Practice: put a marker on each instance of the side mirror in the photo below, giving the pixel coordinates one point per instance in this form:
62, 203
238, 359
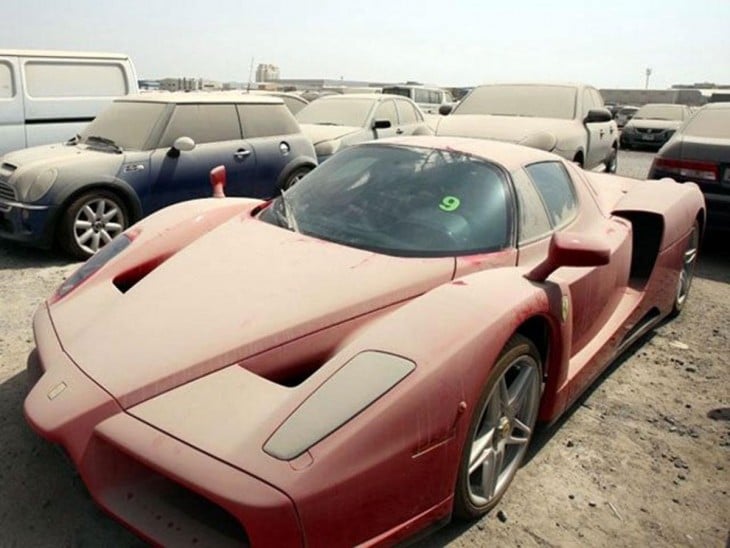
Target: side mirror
181, 144
597, 115
218, 181
571, 249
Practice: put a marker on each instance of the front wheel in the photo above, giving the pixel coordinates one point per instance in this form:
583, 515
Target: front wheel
501, 428
91, 221
689, 260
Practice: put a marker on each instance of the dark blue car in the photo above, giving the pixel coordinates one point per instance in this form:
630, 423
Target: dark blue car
141, 154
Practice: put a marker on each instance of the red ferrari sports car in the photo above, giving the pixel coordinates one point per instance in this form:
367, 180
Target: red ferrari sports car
360, 358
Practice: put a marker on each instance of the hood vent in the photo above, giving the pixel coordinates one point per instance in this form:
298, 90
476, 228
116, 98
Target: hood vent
131, 277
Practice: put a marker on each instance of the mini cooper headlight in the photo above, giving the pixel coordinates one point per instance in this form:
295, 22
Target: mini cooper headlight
41, 185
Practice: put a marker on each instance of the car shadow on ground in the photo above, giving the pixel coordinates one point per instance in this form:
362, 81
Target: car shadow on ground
17, 257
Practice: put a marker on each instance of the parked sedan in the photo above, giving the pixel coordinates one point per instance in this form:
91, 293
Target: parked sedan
335, 122
359, 359
653, 124
700, 152
569, 120
141, 154
624, 114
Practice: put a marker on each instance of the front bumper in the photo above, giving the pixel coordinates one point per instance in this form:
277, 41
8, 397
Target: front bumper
27, 223
165, 490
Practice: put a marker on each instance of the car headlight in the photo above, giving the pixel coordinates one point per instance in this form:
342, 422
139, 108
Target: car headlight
42, 184
95, 262
352, 389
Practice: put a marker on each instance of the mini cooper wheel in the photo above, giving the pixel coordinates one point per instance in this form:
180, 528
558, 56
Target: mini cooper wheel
295, 176
689, 260
501, 429
91, 221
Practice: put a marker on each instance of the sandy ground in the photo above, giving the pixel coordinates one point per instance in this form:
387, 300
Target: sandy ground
642, 460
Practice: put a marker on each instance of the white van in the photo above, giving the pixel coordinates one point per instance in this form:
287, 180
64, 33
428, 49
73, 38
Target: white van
49, 96
429, 99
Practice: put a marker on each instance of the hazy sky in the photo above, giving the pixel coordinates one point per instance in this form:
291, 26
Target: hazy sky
607, 44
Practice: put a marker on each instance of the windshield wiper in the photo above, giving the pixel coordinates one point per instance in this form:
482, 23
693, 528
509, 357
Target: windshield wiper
288, 213
104, 141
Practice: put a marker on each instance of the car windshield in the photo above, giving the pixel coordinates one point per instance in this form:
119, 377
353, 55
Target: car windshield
124, 124
336, 112
713, 123
659, 112
398, 200
520, 100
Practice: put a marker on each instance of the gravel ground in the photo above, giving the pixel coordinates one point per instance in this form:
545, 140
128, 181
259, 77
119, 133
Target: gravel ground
643, 459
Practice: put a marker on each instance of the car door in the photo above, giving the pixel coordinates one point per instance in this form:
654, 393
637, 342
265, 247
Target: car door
595, 292
409, 119
600, 134
12, 119
385, 111
184, 175
269, 129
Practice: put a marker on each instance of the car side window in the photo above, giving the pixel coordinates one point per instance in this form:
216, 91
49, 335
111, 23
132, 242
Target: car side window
406, 114
202, 123
532, 217
386, 111
266, 120
556, 189
7, 87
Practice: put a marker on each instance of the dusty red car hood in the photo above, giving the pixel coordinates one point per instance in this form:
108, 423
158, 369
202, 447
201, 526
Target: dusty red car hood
242, 289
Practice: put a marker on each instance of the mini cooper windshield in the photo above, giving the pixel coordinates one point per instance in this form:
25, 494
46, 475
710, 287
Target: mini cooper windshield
124, 125
399, 200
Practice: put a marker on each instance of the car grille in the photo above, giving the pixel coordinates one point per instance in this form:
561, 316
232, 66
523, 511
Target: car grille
7, 192
650, 131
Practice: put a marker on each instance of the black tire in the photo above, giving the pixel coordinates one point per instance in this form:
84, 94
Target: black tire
90, 221
519, 356
294, 177
689, 261
611, 162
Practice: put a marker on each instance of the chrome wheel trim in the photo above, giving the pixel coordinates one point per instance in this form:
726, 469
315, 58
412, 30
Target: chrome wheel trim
688, 265
96, 222
504, 430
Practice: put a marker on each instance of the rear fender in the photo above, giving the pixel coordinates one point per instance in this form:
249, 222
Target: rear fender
679, 205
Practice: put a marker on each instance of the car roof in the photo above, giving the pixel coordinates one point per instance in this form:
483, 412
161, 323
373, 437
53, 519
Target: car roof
207, 97
339, 97
61, 53
508, 155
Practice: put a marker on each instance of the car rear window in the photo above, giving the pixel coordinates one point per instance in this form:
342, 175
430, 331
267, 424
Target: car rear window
709, 123
266, 120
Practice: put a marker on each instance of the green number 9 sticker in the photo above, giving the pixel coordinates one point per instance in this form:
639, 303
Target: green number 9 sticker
449, 203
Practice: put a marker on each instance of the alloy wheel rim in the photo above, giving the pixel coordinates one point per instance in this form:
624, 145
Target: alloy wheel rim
96, 223
504, 430
688, 262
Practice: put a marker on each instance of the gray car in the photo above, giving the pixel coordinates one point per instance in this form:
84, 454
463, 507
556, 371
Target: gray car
700, 152
567, 119
653, 124
335, 122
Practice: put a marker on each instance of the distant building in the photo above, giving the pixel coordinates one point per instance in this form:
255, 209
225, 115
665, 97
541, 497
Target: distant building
267, 73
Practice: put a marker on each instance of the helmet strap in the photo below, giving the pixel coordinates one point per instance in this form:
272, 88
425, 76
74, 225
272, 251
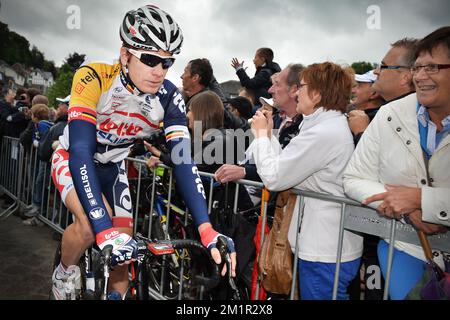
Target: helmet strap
128, 83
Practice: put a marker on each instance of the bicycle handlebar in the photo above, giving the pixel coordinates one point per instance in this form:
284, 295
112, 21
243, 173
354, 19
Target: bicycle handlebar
210, 281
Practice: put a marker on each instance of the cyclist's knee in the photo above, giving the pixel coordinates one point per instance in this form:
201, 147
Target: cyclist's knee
85, 232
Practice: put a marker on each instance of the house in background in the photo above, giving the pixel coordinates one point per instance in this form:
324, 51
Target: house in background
41, 80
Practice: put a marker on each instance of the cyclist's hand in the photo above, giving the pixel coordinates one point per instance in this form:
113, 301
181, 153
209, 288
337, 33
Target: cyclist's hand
209, 239
124, 247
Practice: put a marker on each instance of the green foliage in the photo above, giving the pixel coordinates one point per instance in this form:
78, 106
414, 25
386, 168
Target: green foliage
15, 48
61, 88
362, 67
74, 60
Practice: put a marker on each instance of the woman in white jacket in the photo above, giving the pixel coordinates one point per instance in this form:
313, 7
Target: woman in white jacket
314, 160
388, 170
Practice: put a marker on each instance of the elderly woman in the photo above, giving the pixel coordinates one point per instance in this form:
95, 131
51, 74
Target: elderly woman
389, 171
314, 160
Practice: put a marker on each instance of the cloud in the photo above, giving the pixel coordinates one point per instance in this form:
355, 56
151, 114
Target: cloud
297, 30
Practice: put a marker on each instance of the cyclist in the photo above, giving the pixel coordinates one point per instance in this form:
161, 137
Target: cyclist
111, 106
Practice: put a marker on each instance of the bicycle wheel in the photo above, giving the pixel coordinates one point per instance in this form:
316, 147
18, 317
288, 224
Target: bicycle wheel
189, 269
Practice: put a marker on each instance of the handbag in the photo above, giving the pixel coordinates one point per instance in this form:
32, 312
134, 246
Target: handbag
275, 260
435, 282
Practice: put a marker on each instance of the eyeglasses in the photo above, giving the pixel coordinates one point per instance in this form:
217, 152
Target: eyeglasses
429, 68
384, 66
152, 59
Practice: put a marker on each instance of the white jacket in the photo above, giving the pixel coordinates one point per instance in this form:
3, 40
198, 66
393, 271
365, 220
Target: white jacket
389, 152
314, 160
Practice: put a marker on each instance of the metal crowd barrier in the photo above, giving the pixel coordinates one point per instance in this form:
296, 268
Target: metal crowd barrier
18, 176
11, 172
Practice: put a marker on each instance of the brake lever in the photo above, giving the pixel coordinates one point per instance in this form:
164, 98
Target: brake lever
226, 259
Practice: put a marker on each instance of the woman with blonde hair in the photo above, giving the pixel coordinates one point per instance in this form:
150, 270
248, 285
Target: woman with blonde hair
314, 160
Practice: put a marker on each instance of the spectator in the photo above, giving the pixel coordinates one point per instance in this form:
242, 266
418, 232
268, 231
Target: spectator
16, 118
39, 99
6, 107
283, 91
39, 117
267, 104
50, 140
363, 109
388, 169
265, 68
365, 104
206, 125
247, 93
323, 96
241, 108
198, 77
26, 137
394, 77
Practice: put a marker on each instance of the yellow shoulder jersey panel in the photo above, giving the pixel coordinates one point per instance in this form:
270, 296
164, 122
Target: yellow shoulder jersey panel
89, 82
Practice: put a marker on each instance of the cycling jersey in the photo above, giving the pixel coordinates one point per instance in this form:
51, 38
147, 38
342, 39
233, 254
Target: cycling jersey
106, 115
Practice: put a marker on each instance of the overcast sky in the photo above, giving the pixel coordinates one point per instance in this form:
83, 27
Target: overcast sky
302, 31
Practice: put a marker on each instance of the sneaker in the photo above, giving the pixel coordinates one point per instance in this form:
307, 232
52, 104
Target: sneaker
32, 212
114, 295
66, 286
35, 222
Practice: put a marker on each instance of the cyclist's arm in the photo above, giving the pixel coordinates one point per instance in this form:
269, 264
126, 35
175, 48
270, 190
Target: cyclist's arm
184, 168
82, 140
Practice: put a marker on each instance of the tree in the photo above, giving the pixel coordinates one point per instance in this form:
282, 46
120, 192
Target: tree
61, 88
37, 58
74, 60
362, 67
50, 67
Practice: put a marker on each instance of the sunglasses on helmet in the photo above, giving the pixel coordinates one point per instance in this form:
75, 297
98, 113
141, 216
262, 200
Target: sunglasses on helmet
152, 59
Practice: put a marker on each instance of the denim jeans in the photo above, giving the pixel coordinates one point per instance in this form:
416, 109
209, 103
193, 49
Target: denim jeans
406, 271
316, 279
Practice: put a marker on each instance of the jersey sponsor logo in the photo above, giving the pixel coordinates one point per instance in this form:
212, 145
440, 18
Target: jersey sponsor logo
115, 105
75, 115
121, 129
110, 235
90, 76
85, 182
82, 113
179, 102
113, 139
79, 88
162, 90
198, 182
105, 75
125, 200
118, 96
97, 213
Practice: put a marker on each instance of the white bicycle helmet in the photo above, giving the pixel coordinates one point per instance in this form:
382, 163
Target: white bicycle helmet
151, 28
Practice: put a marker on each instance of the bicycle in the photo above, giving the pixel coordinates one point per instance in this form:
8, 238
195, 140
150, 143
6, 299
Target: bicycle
192, 270
189, 275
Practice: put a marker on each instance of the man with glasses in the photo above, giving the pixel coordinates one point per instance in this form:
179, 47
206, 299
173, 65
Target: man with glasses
111, 106
401, 165
394, 77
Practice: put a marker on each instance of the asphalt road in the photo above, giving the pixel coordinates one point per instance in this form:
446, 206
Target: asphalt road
26, 259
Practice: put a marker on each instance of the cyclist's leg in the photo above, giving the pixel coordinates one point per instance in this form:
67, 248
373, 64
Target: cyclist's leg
78, 236
117, 193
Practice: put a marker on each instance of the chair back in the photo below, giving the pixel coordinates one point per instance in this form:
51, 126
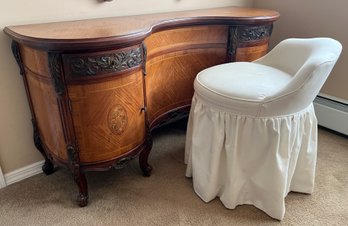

◆ TASK DESCRIPTION ◆
A complete answer lists each line of the data that holds the word "below".

◆ OUTPUT FOR THIS TASK ◆
Practice: put a marker on each instance of the side mirror in the photo below, giving the pixel coordinates one point per instance in this form:
Practice: put a marker on each instance of the helmet strap in the photo below, giving the pixel coordinates one point per instance in this form:
Practice: put a marker on each instance of the chair back in the photo below, giving the pixel coordinates one point per instance in this form:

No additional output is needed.